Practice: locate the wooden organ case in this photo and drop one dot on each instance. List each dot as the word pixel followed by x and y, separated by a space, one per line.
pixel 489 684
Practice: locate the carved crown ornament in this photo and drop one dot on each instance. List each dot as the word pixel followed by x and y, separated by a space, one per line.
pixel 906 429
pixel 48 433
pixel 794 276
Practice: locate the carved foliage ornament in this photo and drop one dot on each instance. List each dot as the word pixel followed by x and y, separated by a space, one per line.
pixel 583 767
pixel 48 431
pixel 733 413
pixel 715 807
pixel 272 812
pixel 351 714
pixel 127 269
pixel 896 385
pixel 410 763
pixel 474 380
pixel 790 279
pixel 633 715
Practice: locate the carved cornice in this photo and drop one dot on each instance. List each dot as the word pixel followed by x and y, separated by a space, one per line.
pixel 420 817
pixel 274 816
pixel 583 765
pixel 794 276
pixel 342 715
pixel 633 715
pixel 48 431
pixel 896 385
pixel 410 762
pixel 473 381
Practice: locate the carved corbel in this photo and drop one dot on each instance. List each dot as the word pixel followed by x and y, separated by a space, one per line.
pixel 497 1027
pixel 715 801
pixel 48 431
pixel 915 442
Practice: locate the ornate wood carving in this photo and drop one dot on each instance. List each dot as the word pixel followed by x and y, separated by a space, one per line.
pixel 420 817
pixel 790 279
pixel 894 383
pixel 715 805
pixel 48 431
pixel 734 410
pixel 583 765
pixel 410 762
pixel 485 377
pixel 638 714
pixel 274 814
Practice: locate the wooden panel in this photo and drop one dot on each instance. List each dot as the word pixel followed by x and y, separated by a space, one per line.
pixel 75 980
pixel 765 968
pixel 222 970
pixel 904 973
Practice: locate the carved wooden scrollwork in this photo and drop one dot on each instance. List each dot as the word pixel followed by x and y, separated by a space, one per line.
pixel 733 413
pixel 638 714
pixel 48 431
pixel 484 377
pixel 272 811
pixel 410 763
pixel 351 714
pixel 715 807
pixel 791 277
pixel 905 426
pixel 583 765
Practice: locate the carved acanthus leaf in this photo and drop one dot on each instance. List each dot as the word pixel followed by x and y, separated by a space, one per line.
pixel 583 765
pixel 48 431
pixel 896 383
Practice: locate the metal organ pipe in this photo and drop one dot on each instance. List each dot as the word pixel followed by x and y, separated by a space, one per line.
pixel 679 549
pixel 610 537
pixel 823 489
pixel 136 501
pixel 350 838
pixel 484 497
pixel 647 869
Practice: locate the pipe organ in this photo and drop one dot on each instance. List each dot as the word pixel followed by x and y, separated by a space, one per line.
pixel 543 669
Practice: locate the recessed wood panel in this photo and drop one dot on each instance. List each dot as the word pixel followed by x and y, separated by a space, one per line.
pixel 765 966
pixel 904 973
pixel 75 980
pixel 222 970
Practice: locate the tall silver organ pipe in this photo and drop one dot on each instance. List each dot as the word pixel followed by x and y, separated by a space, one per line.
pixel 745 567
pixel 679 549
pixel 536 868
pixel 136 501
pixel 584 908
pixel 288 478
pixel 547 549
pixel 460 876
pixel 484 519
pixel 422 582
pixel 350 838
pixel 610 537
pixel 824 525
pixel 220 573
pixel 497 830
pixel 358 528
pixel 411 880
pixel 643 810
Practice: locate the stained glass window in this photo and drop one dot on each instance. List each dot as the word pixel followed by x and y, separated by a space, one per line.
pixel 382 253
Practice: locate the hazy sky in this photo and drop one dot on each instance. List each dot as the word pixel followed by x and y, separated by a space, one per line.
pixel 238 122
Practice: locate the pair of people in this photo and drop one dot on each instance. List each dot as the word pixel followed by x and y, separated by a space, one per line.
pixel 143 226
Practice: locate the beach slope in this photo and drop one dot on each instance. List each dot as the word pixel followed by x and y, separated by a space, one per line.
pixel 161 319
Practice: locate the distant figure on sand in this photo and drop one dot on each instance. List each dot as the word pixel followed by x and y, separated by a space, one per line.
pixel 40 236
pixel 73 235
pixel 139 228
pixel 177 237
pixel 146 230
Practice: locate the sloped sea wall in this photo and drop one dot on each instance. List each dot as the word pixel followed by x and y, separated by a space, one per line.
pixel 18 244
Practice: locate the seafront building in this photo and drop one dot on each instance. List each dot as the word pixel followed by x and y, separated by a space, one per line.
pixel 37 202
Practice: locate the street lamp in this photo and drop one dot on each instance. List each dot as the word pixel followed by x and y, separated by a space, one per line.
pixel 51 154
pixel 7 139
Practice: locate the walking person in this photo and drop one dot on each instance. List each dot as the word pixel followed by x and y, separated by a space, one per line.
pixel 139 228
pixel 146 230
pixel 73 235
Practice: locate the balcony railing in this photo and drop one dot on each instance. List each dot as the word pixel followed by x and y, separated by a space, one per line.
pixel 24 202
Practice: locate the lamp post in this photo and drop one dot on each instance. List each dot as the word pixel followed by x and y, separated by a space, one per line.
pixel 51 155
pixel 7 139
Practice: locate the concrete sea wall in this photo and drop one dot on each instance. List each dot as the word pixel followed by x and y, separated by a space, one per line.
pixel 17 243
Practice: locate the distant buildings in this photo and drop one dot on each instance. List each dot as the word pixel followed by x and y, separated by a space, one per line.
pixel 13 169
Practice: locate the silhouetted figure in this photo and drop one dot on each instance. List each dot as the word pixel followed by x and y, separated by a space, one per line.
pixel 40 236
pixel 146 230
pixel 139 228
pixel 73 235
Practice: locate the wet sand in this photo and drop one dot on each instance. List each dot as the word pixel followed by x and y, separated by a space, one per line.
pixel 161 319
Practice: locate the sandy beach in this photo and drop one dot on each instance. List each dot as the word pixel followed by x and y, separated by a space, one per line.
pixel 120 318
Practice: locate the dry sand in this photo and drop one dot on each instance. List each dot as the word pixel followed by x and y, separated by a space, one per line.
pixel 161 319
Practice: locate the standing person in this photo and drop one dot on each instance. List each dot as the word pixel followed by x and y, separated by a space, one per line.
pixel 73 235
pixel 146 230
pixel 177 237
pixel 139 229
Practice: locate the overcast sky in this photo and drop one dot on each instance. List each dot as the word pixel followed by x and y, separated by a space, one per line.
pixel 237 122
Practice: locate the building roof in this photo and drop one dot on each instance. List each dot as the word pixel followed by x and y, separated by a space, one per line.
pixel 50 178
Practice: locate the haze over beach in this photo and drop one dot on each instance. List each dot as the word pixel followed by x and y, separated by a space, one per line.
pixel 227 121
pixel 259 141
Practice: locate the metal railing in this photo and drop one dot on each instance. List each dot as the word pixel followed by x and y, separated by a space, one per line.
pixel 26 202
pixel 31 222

____________________

| Objective |
Output every row above as a two-column CSV with the header instruction,answer, one line per row. Put each row's text and its answer in double-quoted fields, with line breaks replaced by spaces.

| Written reply |
instruction,answer
"Practice: locate the wooden organ case in this photo and drop one dot on each instance. List each dot as the word pixel followed by x and y, separated by a space, one per line.","pixel 489 684"
"Practice: locate the carved crown ornament in this photo and drop one dot on each instance. List each dot as the word pixel followed by x and y, separated by a space, one per line.","pixel 906 429 pixel 48 433 pixel 794 276"
"Practice: locate the carved foliage ornament in this photo and drop one dot on each instance. List each dot as the word pixel followed by x and y, separated by a space, one per line.","pixel 583 767 pixel 48 431 pixel 733 413 pixel 715 807 pixel 272 812 pixel 351 714 pixel 127 269 pixel 896 385 pixel 410 763 pixel 474 380 pixel 790 279 pixel 633 715"
"Practice: locate the carved cornice in this photo and drop one dot on each instance. List each dot as the word pixel followed by x and y, separated by a space, one per line.","pixel 420 817 pixel 274 816 pixel 583 765 pixel 794 276 pixel 342 715 pixel 633 715 pixel 48 431 pixel 896 385 pixel 410 762 pixel 473 381"
"Practice: locate the carved corbel in this photo and drop one dot on each instance. List each dot as the word pixel followed by x and y, separated by a space, one per line.","pixel 497 1027 pixel 715 801 pixel 48 431 pixel 915 442"
"Practice: locate the ornate wood carving in this photo and drop one dot on each instance. List each dot as the word pixel followed by x and y, separated by a space, one per line.","pixel 420 817 pixel 790 279 pixel 894 383 pixel 715 805 pixel 48 431 pixel 734 410 pixel 583 765 pixel 410 762 pixel 485 377 pixel 638 714 pixel 274 814"
"Practice: locate the wooden panel in this photo and drop one dot on each instance. List each dot as the word pixel followed by x and y, separated by a space, one per line.","pixel 75 980 pixel 765 968 pixel 222 970 pixel 904 973"
"Practice: locate the carved wooden scrollwork in this photo and drop one dot on each instance. List each dot as the word pixel followed by x and y, separated by a space, one per line.","pixel 733 413 pixel 638 714 pixel 48 431 pixel 484 377 pixel 272 811 pixel 410 763 pixel 351 714 pixel 715 807 pixel 791 277 pixel 905 426 pixel 583 765"
"Practice: locate the carved acanthus leaf in this photo and drop one dot on each instance. List each dot as the word pixel followed by x and y, separated by a space, one per line.","pixel 583 765 pixel 48 431 pixel 896 383"
"Practice: locate the metal organ pipe in this photo and drop one dot on each instance. List each dot as the word pixel followed by x and y, separated by a space, one per line.","pixel 679 549 pixel 610 537 pixel 823 489 pixel 136 501 pixel 350 838 pixel 484 497 pixel 647 869"
"Practice: locate the pipe organ in this photo and drop one dot on each instance. List each dot as the word pixel followed by x and y, separated by a space, one per line.","pixel 543 669"
"Practice: locate the recessed wood panel in this photo and drop one dot on each instance. List each dot as the word pixel followed by x and y, separated by a space, one per line.","pixel 765 966 pixel 904 973 pixel 75 980 pixel 222 970"
"Practice: locate the tall silver organ pipe in this photo and drop one dot on each instance. List each dot as the word pixel followed by x and y, separated by a space, one per line.","pixel 745 567 pixel 679 549 pixel 536 868 pixel 136 501 pixel 584 908 pixel 288 478 pixel 547 549 pixel 460 876 pixel 484 519 pixel 422 582 pixel 350 838 pixel 610 537 pixel 824 525 pixel 220 573 pixel 497 830 pixel 358 528 pixel 411 880 pixel 643 810"
"Practice: locate the stained glass window in this photo and drop one dot on each instance. List each dot as the word pixel followed by x and y, separated by a space, one per line.","pixel 382 253"
"Practice: locate the hazy sky in this photo and drop one dot on each instance. List each dot as the word pixel followed by x and y, separated by a space, one per line.","pixel 238 122"
"Practice: locate the pair of people in this photo and drop one dot on each instance. List each dot as the word pixel followed by x and y, separated by a space, one per line.","pixel 143 226"
"Practice: locate the beach slope in this photo and drop one dot on each instance. List each dot as the word pixel followed by x and y, separated by a space, one per line.","pixel 161 319"
"Practice: locate the distant figure on sand in this photo and drop one dot on each instance. List each dot as the word pixel followed by x and y, separated by a space, one per line.","pixel 40 236 pixel 73 235 pixel 139 228 pixel 177 237 pixel 146 230"
"Practice: locate the sloped sea wall in this photo and drop one dot on each instance. List each dot as the word pixel followed by x and y, separated by a space, one per line.","pixel 18 244"
"Practice: locate the seafront building in this photo and drop one dot on each instance. List each dot as the word pixel followed by x and y, separated by a space, one per line.","pixel 37 202"
"Practice: locate the street lamp in this photo and drop one dot on each instance. List each dot as the word pixel followed by x and y, separated by a space, one per line.","pixel 51 154 pixel 7 139"
"Practice: locate the walking person in this photo and drop one dot on each instance. List each dot as the word pixel followed by x and y, separated by a space, one per line.","pixel 139 228 pixel 146 230 pixel 73 235"
"Practice: locate the balcony railing in this photo and drop one dot on each instance. List each dot as the word pixel followed by x and y, separated by a space, one per line.","pixel 24 202"
"Practice: locate the lamp post in this photo and drop one dot on each instance. List each dot as the word pixel followed by x and y, separated by a space, one per line.","pixel 51 155 pixel 7 139"
"Practice: locate the concrete sea wall in this photo and drop one dot on each instance. List each dot as the word pixel followed by x and y, separated by a space, one per line.","pixel 17 243"
"Practice: locate the distant buildings in this photo and drop one dot on each instance. List each dot as the word pixel followed by x and y, separated by a space, one per line.","pixel 13 169"
"Practice: locate the silhouetted figure in this photo and drop one dot on each instance. List each dot as the word pixel followed by x and y, separated by a space, one per line.","pixel 40 236 pixel 146 230 pixel 139 228 pixel 73 235"
"Practice: locate the wet sand in this photo and drop one dot on each instance. List each dot as the word pixel followed by x and y, separated by a space, one per line.","pixel 161 319"
"Practice: locate the sandy beach in this photo and drop one dot on each instance. List each dot as the word pixel followed by x and y, separated by a space, one per line.","pixel 120 318"
"Practice: locate the dry sand in this photo and drop one dot on each instance. List each dot as the word pixel followed by x and y, separated by a space, one per line.","pixel 161 319"
"Practice: locate the standing person in this photo and drop one dot on each instance. List each dot as the word pixel followed by x and y, separated by a space, one per line.","pixel 73 235 pixel 146 230 pixel 177 237 pixel 139 229"
"Practice: locate the overcast sky in this photo and drop one dot on each instance. List each dot as the word pixel followed by x and y, separated by a space, one per line.","pixel 237 122"
"Practice: locate the building roof in this photo and drop one dot on each instance. List each dot as the word pixel followed by x and y, separated by a space, one per line.","pixel 50 178"
"Practice: locate the haze over beach in this photo and drop one dot on each instance. List each dot as the word pixel followed by x and y, separated by a space, one per line.","pixel 227 121 pixel 259 141"
"Practice: locate the metal railing in this photo and drop one dot on each instance. List each dot as the word pixel followed by x and y, separated by a space, one per line.","pixel 26 202 pixel 31 222"